— start Task inputs —

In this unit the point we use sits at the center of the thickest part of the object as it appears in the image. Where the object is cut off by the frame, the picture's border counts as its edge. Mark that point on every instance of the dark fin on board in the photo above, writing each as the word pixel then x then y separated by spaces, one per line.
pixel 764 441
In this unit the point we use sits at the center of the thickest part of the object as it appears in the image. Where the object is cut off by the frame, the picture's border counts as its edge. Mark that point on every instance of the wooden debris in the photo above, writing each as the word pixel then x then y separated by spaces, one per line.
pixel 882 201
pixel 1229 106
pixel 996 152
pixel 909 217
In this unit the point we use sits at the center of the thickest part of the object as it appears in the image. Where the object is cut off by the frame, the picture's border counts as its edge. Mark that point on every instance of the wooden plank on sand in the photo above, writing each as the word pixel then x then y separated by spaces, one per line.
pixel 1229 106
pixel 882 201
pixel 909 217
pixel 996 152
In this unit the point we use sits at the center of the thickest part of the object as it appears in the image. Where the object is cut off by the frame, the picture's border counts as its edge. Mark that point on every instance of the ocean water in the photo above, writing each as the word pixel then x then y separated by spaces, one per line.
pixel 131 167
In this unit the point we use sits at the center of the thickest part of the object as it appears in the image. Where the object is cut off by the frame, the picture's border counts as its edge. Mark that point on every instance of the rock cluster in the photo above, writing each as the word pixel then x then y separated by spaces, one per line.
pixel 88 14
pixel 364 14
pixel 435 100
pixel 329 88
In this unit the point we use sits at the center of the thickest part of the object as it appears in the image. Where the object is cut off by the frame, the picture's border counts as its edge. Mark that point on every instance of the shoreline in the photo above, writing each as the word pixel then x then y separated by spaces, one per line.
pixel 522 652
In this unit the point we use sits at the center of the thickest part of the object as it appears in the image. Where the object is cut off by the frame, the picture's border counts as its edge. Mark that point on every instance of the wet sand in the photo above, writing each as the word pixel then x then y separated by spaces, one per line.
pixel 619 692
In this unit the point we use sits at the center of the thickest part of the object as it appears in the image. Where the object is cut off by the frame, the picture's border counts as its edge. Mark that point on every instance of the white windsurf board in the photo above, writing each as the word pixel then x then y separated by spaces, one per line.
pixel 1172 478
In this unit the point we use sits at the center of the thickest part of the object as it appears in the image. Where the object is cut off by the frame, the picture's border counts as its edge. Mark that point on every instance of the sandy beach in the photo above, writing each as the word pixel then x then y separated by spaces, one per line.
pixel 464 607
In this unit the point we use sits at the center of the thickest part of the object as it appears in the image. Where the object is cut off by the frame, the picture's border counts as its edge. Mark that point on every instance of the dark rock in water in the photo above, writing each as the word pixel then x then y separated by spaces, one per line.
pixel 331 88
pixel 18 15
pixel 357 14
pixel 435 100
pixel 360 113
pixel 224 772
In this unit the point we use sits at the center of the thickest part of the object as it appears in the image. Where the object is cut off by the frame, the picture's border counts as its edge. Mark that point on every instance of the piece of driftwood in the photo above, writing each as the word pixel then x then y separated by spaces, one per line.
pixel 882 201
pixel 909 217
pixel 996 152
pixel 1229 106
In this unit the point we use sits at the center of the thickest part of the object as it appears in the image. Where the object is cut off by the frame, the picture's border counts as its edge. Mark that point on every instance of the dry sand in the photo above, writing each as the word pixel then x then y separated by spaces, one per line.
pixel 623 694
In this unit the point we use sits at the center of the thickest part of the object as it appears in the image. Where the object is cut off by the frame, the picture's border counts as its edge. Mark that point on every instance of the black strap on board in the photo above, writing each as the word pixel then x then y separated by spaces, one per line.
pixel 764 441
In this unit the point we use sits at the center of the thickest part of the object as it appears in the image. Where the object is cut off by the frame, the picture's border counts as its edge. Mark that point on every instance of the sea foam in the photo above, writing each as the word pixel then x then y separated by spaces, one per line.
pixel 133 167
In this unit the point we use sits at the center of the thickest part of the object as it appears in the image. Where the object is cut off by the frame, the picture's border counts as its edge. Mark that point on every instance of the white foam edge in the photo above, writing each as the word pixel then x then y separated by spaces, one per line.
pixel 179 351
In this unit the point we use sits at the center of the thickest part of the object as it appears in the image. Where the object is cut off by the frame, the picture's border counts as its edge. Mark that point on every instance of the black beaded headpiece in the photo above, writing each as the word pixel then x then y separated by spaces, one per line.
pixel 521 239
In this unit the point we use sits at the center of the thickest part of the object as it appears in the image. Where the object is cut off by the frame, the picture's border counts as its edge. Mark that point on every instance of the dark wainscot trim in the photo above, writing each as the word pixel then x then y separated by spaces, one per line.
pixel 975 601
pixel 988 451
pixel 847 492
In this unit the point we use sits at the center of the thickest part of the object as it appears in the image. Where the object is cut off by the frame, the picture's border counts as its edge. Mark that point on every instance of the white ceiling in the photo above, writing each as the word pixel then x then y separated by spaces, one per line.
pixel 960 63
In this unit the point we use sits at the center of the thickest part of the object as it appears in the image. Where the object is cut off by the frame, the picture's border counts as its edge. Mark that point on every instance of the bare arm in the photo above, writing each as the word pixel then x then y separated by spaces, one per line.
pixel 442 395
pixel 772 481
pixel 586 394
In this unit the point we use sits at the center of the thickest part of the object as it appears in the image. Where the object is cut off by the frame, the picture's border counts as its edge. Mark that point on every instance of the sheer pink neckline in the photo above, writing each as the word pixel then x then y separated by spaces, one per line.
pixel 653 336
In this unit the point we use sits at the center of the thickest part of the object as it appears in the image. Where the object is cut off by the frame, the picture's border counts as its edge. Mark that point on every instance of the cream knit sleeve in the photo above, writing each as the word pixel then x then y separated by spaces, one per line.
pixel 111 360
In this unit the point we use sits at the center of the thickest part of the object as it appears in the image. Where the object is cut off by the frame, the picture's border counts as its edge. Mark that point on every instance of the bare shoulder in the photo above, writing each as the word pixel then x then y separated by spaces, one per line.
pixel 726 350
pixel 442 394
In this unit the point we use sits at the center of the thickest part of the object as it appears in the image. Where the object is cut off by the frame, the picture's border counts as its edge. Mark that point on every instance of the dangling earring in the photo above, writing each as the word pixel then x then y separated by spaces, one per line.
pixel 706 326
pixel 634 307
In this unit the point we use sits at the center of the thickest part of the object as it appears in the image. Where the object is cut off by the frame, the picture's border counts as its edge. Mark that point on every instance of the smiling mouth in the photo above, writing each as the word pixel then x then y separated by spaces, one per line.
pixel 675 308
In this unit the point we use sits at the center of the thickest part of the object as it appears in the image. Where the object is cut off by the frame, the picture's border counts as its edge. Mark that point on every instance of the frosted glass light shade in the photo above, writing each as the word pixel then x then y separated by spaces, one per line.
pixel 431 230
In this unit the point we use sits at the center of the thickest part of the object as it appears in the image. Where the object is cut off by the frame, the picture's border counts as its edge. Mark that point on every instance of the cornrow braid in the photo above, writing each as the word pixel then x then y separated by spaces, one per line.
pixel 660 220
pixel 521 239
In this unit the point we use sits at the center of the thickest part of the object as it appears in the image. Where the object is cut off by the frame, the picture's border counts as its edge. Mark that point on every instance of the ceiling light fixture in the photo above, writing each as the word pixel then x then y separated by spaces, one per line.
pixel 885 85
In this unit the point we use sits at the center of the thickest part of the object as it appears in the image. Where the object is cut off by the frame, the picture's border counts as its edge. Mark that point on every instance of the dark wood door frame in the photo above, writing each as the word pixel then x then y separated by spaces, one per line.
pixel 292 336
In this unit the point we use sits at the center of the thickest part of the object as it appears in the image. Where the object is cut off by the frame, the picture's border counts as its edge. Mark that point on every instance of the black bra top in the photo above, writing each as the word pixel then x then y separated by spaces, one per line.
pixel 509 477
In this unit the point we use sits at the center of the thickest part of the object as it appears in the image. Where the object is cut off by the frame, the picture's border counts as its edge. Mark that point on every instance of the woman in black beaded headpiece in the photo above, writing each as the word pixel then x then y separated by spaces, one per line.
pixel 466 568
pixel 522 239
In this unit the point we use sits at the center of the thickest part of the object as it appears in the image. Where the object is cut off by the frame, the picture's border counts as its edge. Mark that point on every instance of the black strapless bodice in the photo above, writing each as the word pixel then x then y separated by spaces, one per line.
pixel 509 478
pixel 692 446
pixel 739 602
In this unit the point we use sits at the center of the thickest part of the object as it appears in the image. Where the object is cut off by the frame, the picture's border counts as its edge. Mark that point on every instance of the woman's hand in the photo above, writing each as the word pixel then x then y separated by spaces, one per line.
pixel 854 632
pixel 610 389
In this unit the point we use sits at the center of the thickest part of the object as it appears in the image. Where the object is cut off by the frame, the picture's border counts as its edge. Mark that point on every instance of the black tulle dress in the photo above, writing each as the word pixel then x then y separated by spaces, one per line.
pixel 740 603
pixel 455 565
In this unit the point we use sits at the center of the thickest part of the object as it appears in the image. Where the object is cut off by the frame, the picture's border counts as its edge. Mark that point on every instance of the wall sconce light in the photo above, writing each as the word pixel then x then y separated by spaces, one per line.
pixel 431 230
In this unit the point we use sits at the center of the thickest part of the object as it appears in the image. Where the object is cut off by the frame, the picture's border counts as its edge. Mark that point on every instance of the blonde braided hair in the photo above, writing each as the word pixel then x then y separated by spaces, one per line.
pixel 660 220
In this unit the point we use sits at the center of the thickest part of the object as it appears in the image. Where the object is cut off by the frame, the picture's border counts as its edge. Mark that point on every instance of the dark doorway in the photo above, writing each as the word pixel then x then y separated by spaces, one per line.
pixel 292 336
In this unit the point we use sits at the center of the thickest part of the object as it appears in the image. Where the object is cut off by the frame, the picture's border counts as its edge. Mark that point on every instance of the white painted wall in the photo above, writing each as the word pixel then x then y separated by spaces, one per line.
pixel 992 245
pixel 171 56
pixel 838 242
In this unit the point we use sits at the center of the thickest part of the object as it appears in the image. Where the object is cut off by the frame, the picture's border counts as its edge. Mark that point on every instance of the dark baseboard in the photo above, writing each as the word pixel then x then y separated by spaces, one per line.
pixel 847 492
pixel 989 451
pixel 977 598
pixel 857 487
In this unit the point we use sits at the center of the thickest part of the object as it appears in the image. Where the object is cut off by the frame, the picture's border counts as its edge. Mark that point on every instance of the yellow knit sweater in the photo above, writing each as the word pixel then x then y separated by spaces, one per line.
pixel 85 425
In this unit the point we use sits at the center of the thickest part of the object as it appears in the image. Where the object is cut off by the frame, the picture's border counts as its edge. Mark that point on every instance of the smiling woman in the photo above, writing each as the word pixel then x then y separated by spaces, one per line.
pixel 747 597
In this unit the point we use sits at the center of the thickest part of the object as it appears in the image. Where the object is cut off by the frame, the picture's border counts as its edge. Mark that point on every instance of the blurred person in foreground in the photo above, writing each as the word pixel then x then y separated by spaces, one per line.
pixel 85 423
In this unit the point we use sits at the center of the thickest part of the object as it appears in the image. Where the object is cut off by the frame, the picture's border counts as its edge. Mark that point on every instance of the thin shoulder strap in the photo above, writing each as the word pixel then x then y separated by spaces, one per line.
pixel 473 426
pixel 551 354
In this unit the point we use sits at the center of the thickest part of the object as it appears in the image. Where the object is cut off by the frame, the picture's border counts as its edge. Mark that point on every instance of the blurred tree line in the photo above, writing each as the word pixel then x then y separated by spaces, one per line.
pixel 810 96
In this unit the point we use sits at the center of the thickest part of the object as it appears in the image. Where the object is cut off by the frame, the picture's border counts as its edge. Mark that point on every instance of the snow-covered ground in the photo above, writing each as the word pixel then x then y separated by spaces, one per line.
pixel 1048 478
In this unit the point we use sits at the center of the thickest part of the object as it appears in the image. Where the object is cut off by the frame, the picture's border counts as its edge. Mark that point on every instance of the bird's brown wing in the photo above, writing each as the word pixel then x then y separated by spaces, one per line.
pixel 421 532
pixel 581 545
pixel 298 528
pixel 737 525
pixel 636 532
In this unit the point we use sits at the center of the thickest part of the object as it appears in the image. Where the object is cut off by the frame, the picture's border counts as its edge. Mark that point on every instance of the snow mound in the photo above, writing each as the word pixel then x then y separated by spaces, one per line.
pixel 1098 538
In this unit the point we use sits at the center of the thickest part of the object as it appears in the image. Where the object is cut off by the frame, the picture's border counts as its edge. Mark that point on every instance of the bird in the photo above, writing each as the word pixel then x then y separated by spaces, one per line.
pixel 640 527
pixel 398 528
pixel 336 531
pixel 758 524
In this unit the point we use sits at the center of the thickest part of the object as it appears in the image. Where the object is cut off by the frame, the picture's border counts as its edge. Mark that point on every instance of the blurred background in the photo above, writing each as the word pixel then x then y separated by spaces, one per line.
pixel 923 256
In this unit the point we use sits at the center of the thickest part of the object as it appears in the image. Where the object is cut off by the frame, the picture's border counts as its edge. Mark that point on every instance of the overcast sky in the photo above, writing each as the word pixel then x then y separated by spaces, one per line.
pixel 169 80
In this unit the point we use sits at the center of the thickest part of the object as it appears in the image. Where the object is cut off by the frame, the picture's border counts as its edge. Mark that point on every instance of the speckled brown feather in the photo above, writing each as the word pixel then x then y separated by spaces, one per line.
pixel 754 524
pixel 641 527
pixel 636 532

— end Task inputs —

Your objective.
Set down, word for word, the part of the records that opens with the line containing "of the ocean" and closes with the line containing "pixel 619 692", including both of those lines.

Reply.
In this unit the point we use sits at the center of the thickest part of the object as it appears in the image. Where the object is cut off by the frame, the picture's border counts as its edge. Mark that point on every instance of the ocean water in the photo above, writing each as the word pixel then x then y separated by spaces, one per line.
pixel 131 167
In this unit the point we use sits at the center of the thickest part of the object as it appears in the image. Where the object is cut off by the frame, the picture's border counts as its edge. Mark that point on every instance of the rock cluster in the photo above, writing each as the word pixel then x then y separated by spaces, one per line.
pixel 88 14
pixel 364 14
pixel 435 100
pixel 329 88
In this unit the point we use sits at the center of the thickest part of the object as it appears in the image. Where the object is cut off by the frame, the picture's border counts as its edge. Mark that point on every instance of the shoreline in the photo above, writing each as the word pixel then x then y separated by spaces, one per line.
pixel 522 652
In this unit the point we use sits at the center of the thickest part of the object as it appears in the image. Where the object is cut off by the frame, the picture's border counts as its edge. Mark that point on every instance of the wet sand in the photo above, writing each as the word pixel then x then y separated by spaces, one per line.
pixel 619 692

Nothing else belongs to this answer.